## PROBLEM DESCRIPTION
Look through the material that follows and show every line with the string "roof".

*** DATA TO USE ***

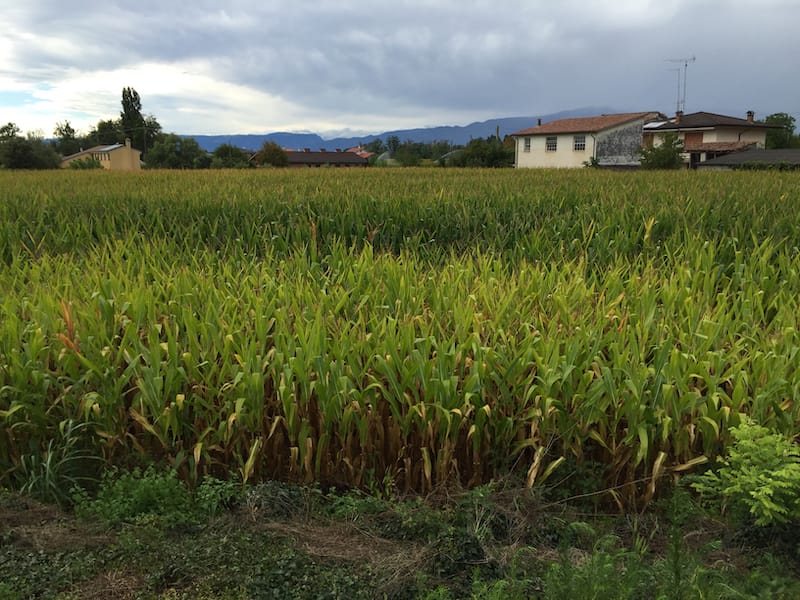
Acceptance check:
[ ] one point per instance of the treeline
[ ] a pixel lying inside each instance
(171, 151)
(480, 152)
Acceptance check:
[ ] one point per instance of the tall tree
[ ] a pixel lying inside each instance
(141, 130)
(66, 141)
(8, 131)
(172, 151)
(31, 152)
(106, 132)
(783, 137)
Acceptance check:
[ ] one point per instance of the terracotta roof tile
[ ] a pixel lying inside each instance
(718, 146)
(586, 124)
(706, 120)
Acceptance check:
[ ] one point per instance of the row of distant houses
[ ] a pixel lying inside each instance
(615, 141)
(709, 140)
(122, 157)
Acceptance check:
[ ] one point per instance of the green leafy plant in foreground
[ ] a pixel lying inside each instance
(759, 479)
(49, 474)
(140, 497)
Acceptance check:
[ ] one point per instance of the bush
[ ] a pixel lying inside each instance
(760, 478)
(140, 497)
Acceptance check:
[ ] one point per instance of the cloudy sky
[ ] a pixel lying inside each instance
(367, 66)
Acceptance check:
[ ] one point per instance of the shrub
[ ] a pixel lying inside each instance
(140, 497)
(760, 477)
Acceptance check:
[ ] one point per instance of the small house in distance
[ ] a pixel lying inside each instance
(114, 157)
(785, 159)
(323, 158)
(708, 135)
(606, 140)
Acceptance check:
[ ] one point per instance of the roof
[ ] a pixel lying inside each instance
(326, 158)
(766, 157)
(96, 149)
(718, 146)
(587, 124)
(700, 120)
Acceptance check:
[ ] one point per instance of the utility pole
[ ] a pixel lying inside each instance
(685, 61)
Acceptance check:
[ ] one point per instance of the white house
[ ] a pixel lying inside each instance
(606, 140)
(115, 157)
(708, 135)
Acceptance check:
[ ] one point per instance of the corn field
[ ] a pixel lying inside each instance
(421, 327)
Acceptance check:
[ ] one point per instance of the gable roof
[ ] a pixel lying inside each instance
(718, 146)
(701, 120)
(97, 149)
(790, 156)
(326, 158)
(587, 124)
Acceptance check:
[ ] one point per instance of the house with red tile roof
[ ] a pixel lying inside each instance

*** End of DATA TO USE ***

## RESULT BELOW
[ ] one point per instance of the terracotta roof tile
[ ] one point per instance of the roof
[ ] one point per instance of the gable roof
[ ] one point per instance of the house with red tile roof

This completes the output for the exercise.